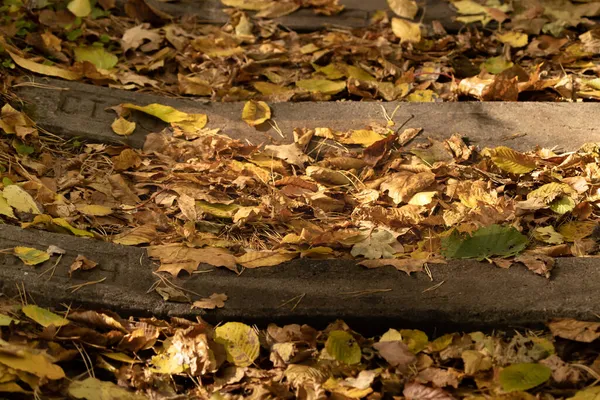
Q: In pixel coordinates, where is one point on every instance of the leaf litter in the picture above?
(194, 196)
(519, 50)
(205, 198)
(92, 355)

**********

● **WHAT THE TASK REQUIRES**
Copy out the material above word for word, omitting the pictures.

● **EXPECTED ANSWER**
Q: In pixel coordinates, where is one point on every instance of the leaf litter in the picture above?
(194, 196)
(519, 50)
(205, 198)
(92, 355)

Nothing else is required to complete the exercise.